Wednesday, July 23, 2014

Evening Update: Cabinet Mulls Gaza Expansion, Hamas Rules Out Ceasefire, UN To Launch Probe




Cabinet Mulls Expanded Gaza Op, Hamas Again Rules Out Ceasefire


The Times of Israel is liveblogging events as they unfold through Thursday, the 17th day of Operation Protective Edge. Late on Wednesday, Hamas leader Khaled Mashaal rejected a ceasefire unless the blockade of Gaza is lifted, and the Israeli cabinet met to discuss expanding the ground op against Hamas’s rockets, tunnels, and infrastructure. Earlier 30,000 attended the funeral of US-born soldier Max Steinberg in Jerusalem, as other funerals took place elsewhere in Israel. The IDF death toll rose to 32, with another soldier MIA presumed dead and claimed by Hamas to be in its hands. Only 27 of the 100-plus foreign airlines that use Ben-Gurion Airport are still flying in, and the FAA has extended its ban for another 24 hours after a rocket hit a home near the airport on Tuesday. IDF-Hamas fighting in Gaza remains intensive, Hamas is still trying to carry out attacks in Israel through tunnels — a major tunnel found Wednesday contained maps and weaponry for an imminent attack — and rockets are still being fired.(Wednesday’s liveblog is here.)


No sign of a ceasefire


Day 18 of Operation Protective Edge begins with Finance Minister Yair Lapid (Yesh Atid) having followed Tzipi Livni’s lead from last Friday and declared that Israel might retake the Gaza Strip in order to completely root out the Hamas terrorist threat there, destroy its infrastructure and prevent kidnapping attempts.

“We won’t stand aside and watch Israeli citizens being hurt and tunnels being dug to kibbutzim, to children’s houses or dining rooms,” he told Channel 2 late Wednesday.

Earlier, the head of the Hamas political leader, Khaled Mashaal, speaking in Qatar, said Hamas insists on the blockade of Gaza being lifted for a ceasefire — something the Egyptian ceasefire proposal does not provide. He also claims the hundreds of rockets — over 2,200 now — fired by Hamas into towns and cities all over Israel, as well as the five attempted attacks through cross-border tunnels, are not aimed at civilian targets.
“Our fatalities are civilians. Israel’s fatalities are soldiers,” he says.
Channel 2′s Ehud Ya’ari snorted that the speech was designed to sound like a victory speech, but didn’t quite come across that way.





The UN Human Rights Council on Wednesday launched a probe into the conflict in Gaza, backing calls by the Palestinians to hold Israel to account despite fierce opposition from Prime Minister Benjamin Netanyahu.

#### Dataset section
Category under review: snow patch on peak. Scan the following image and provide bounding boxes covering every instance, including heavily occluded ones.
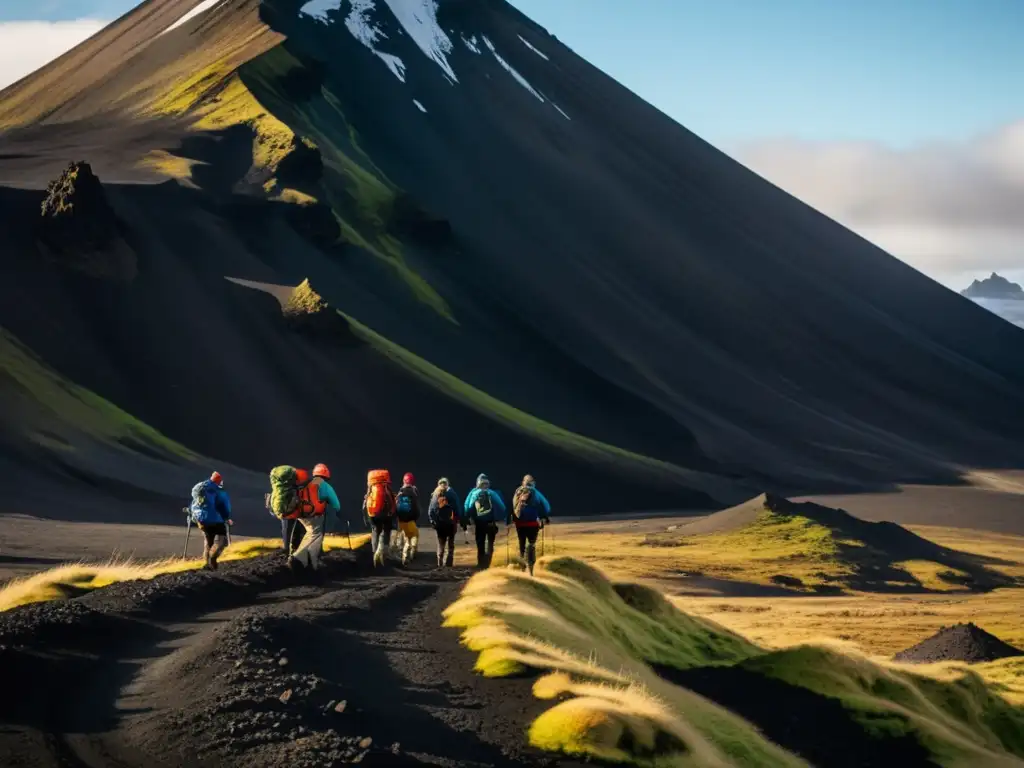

#### List of tasks
1: Write out the passage in the Gaza update from "Earlier, the head" to "Minister Benjamin Netanyahu.".
2: Answer these questions using the Gaza update.
(a) How many people attended the funeral of Max Steinberg?
(b) In what country was Khaled Mashaal speaking?
(c) Which body launched a probe into the conflict in Gaza on Wednesday?

#### Results
1:
Earlier, the head of the Hamas political leader, Khaled Mashaal, speaking in Qatar, said Hamas insists on the blockade of Gaza being lifted for a ceasefire — something the Egyptian ceasefire proposal does not provide. He also claims the hundreds of rockets — over 2,200 now — fired by Hamas into towns and cities all over Israel, as well as the five attempted attacks through cross-border tunnels, are not aimed at civilian targets.
“Our fatalities are civilians. Israel’s fatalities are soldiers,” he says.
Channel 2′s Ehud Ya’ari snorted that the speech was designed to sound like a victory speech, but didn’t quite come across that way.





The UN Human Rights Council on Wednesday launched a probe into the conflict in Gaza, backing calls by the Palestinians to hold Israel to account despite fierce opposition from Prime Minister Benjamin Netanyahu.

2:
(a) 30,000
(b) Qatar
(c) The UN Human Rights Council